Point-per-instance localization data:
• • •
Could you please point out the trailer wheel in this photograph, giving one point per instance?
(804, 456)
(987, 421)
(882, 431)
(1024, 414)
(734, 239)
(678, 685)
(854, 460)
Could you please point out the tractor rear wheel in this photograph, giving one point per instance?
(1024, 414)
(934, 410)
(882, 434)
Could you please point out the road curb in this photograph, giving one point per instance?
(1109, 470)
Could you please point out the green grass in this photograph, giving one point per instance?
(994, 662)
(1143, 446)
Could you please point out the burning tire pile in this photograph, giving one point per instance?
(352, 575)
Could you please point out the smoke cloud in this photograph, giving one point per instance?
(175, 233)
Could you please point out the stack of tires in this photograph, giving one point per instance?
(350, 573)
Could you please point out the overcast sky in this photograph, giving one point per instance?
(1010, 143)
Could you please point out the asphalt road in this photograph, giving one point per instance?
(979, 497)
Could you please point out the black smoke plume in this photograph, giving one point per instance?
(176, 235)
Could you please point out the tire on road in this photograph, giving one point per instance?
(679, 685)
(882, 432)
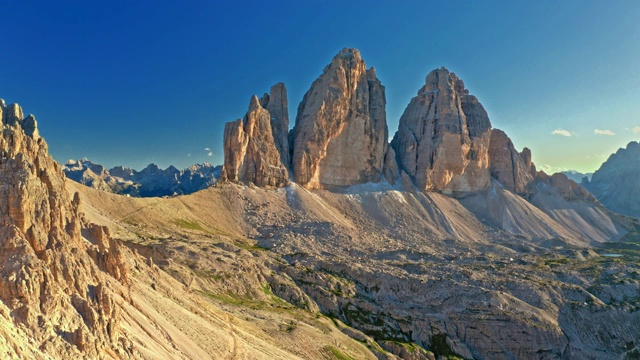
• • •
The result should be an exact retyped version of all the entries above, containing no pictures.

→ **Exercise output**:
Could you please point out the trailer wheel in this photograph, giving one point per instance?
(804, 456)
(987, 421)
(882, 431)
(1024, 414)
(734, 239)
(678, 685)
(854, 460)
Could you please point out the tractor rear wheel in this photograph, giving one point per instance?
(1024, 414)
(934, 410)
(882, 434)
Could you please point out the road curb in this photograph, giving one point per instance?
(1109, 470)
Could you please point out the green grass in this photograph, giving one point per instance?
(994, 662)
(1143, 446)
Could you please point out the burning tire pile in this photograph, giving one point per instance?
(352, 575)
Could you please point out the smoke cloud in this photograph, giving one point per instance?
(175, 233)
Could you please point out the stack of tires in this photograph, giving one point per instance?
(350, 573)
Could you please point out the overcast sky in this photograph, giving one point per instance?
(1010, 143)
Could you please point out the asphalt road in this photograph, giving one point per instance?
(979, 497)
Could you please point out the black smoke plume in this photograph, giving one point per instance?
(176, 235)
Could you please point out the tire on road in this photograph, giving one point per instance?
(679, 685)
(882, 432)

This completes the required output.